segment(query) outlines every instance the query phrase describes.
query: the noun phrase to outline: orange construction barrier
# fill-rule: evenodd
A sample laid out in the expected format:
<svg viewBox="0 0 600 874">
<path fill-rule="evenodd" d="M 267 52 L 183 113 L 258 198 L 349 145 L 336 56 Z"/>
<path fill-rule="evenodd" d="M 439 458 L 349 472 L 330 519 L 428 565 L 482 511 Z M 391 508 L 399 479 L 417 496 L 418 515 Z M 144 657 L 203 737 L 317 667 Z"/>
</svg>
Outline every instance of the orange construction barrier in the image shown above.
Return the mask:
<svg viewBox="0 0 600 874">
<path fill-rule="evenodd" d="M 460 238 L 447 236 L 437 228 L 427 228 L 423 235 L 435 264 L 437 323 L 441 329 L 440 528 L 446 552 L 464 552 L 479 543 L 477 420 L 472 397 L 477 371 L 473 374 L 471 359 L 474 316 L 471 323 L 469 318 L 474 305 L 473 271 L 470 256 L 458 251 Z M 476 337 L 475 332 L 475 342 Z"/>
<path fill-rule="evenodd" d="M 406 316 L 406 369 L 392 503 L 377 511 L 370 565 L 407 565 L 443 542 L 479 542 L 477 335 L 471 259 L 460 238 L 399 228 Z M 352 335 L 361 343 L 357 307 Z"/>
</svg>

What to do :: Copy out every entry again, exactly as it was given.

Exercise answer ::
segment(query) outlines every instance the query phrase describes.
query: the noun phrase to outline: orange construction barrier
# fill-rule: evenodd
A sample laid out in the expected format:
<svg viewBox="0 0 600 874">
<path fill-rule="evenodd" d="M 267 52 L 183 113 L 258 198 L 349 145 L 336 56 Z"/>
<path fill-rule="evenodd" d="M 439 458 L 349 472 L 330 519 L 428 565 L 482 511 Z M 391 508 L 399 479 L 417 496 L 418 515 Z M 144 657 L 203 737 L 317 667 Z"/>
</svg>
Outline every instance of the orange construction barrier in the image shown above.
Return the mask:
<svg viewBox="0 0 600 874">
<path fill-rule="evenodd" d="M 460 238 L 447 236 L 437 228 L 427 228 L 423 235 L 435 264 L 437 323 L 441 329 L 440 528 L 446 552 L 464 552 L 479 543 L 477 420 L 472 397 L 477 371 L 473 374 L 471 359 L 474 316 L 471 323 L 469 318 L 474 305 L 473 271 L 470 256 L 458 251 Z M 476 337 L 475 332 L 475 342 Z"/>
<path fill-rule="evenodd" d="M 406 316 L 406 369 L 392 503 L 377 511 L 370 565 L 407 565 L 443 542 L 479 542 L 477 335 L 471 259 L 460 238 L 399 228 Z M 352 335 L 361 343 L 357 307 Z"/>
</svg>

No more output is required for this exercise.